• _About this task_
An exact copy of every entry is the required answer.

* * *

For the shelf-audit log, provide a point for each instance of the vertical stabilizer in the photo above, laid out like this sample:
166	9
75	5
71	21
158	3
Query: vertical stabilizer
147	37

* * *

• _Reply_
For the shelf-audit log, provide a point for each instance of the vertical stabilizer in the photo above, laid out like this sample:
166	9
75	5
71	21
158	3
Query: vertical stabilizer
147	37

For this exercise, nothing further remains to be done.